(DIRECTIONS FOR THIS TASK)
Swap every "pointer" in the lines below for "marker", changing nothing else, and give the lines back without the pictures.

(MATERIALS PROVIDED)
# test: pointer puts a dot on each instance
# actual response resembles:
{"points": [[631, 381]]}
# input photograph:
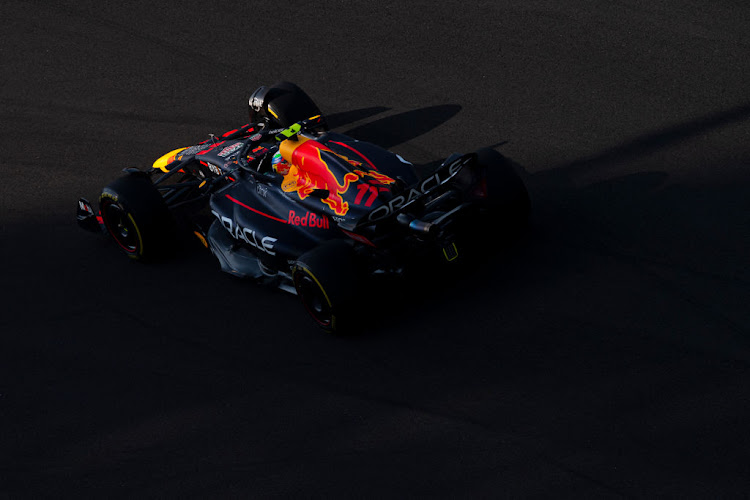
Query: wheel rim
{"points": [[314, 299], [120, 225]]}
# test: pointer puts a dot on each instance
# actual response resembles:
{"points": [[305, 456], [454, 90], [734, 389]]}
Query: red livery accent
{"points": [[310, 219]]}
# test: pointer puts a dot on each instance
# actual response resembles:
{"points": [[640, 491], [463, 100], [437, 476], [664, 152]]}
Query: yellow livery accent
{"points": [[165, 160]]}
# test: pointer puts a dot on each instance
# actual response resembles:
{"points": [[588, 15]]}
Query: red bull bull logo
{"points": [[308, 171]]}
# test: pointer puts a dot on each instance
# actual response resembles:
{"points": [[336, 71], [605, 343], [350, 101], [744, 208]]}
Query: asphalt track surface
{"points": [[607, 354]]}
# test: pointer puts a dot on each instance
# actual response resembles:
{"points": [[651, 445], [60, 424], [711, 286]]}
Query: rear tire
{"points": [[137, 218], [325, 280]]}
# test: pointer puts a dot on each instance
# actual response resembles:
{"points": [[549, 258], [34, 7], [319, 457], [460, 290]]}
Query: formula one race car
{"points": [[286, 202]]}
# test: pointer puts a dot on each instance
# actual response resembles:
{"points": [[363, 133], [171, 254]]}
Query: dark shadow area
{"points": [[397, 129], [343, 118], [653, 141]]}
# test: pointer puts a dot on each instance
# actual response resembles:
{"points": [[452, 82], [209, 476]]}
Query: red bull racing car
{"points": [[286, 202]]}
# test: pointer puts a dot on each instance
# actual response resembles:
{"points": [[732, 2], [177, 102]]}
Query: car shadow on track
{"points": [[686, 236], [400, 128]]}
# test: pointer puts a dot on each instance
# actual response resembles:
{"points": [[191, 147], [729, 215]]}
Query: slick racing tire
{"points": [[325, 280], [506, 197], [284, 104], [137, 218]]}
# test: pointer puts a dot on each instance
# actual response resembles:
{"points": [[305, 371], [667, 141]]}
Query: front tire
{"points": [[137, 218]]}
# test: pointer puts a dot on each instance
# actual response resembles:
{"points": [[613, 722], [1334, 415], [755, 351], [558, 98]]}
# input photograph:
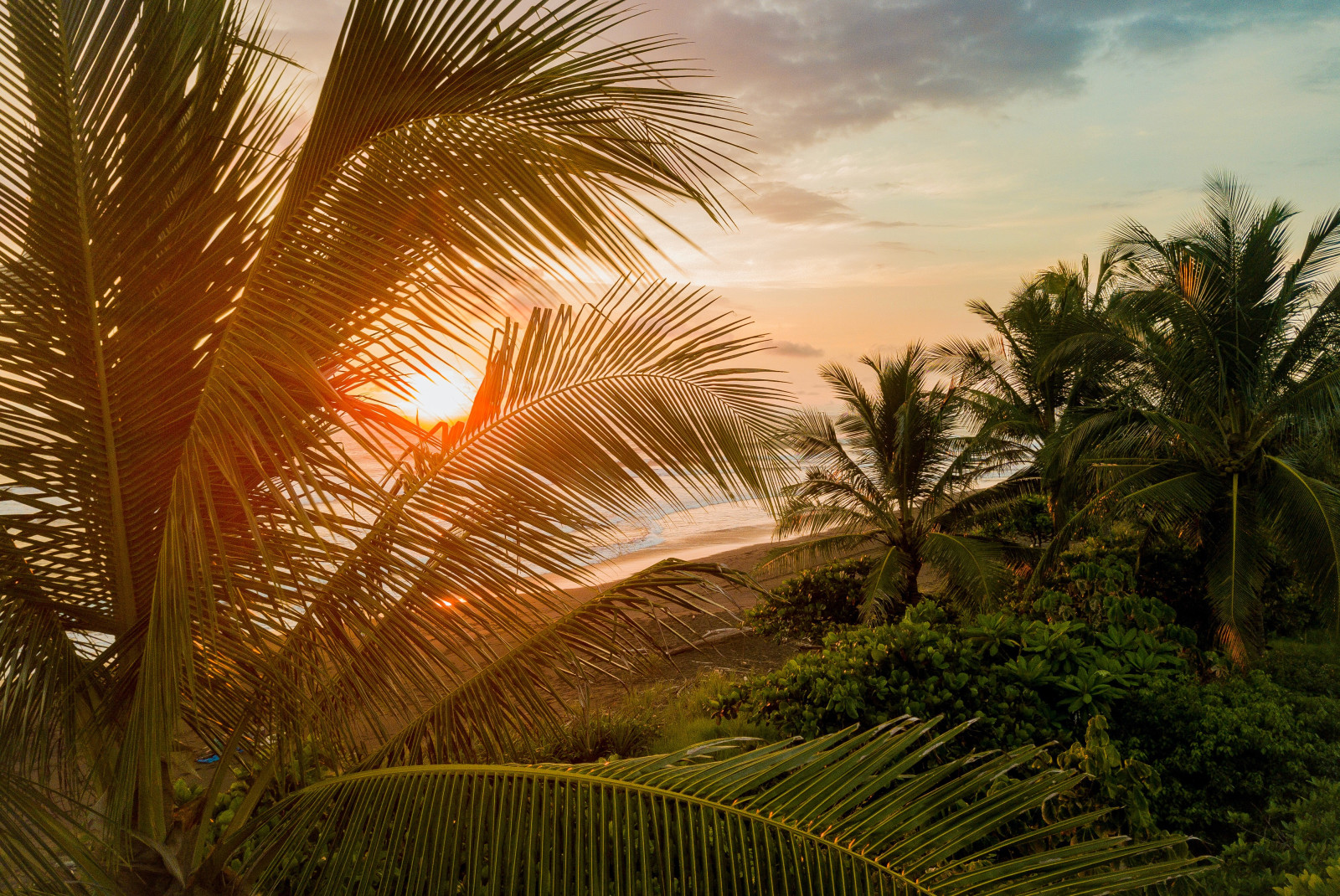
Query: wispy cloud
{"points": [[792, 205], [796, 350], [808, 69]]}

(RESULT)
# test: marker puts a dot on each instance
# actual response resembles:
{"points": [[631, 381]]}
# input photograph:
Query: wheel rim
{"points": [[314, 299], [120, 225]]}
# test: marker puts a dot on each instance
# actual response resembles:
{"points": [[305, 456], [454, 90], [734, 389]]}
Query: red livery accent
{"points": [[310, 219]]}
# test: marker puts a dot on each instance
# actual response resembles:
{"points": [[640, 491], [463, 100], [437, 476], [664, 152]]}
Query: yellow livery accent
{"points": [[165, 160]]}
# test: marker puts a dot on each instance
# actual response resembles:
{"points": [[588, 15]]}
Query: red bull bull logo
{"points": [[308, 171]]}
# test: marker puts a dot on each instance
# actual response resembles:
{"points": [[336, 71], [605, 343], [350, 101], [744, 208]]}
Query: asphalt track surface
{"points": [[607, 354]]}
# test: marker puts a dot on each instance
# actual response resembles:
{"points": [[651, 445], [60, 424], [711, 286]]}
Query: rear tire
{"points": [[137, 218], [325, 280]]}
# test: marker puts a dot on each instance
# actual response resembles:
{"points": [[549, 258], [34, 7], [319, 457], [460, 290]]}
Query: formula one race car
{"points": [[286, 202]]}
# test: marker puts a dot on each instance
# actual response resembles:
{"points": [[363, 133], [171, 254]]}
Query: dark shadow area
{"points": [[397, 129], [343, 118], [653, 141]]}
# test: marker puts a dot on each instance
# actual response resembles:
{"points": [[452, 82], [209, 476]]}
Query: red bull racing car
{"points": [[286, 202]]}
# test: marker puts a dot on each instance
# actual response resembles:
{"points": [[732, 2], [177, 102]]}
Query: car shadow on track
{"points": [[686, 236], [400, 128]]}
# test: marker puts a dot on each instance
# actual response resembles:
{"points": [[191, 147], [729, 215]]}
Query: slick racing tire
{"points": [[325, 280], [506, 197], [284, 104], [137, 218]]}
# test: marker puts a dot on each instance
# actual response resembles:
{"points": [[305, 371], [667, 141]]}
Query: front tire
{"points": [[137, 218]]}
# test: marker puts a dot on each instance
# actual response resembles:
{"points": [[613, 722], [1334, 415], [755, 351], [558, 98]]}
# input photograph:
Query: wispy cloud
{"points": [[792, 205], [796, 350], [808, 69]]}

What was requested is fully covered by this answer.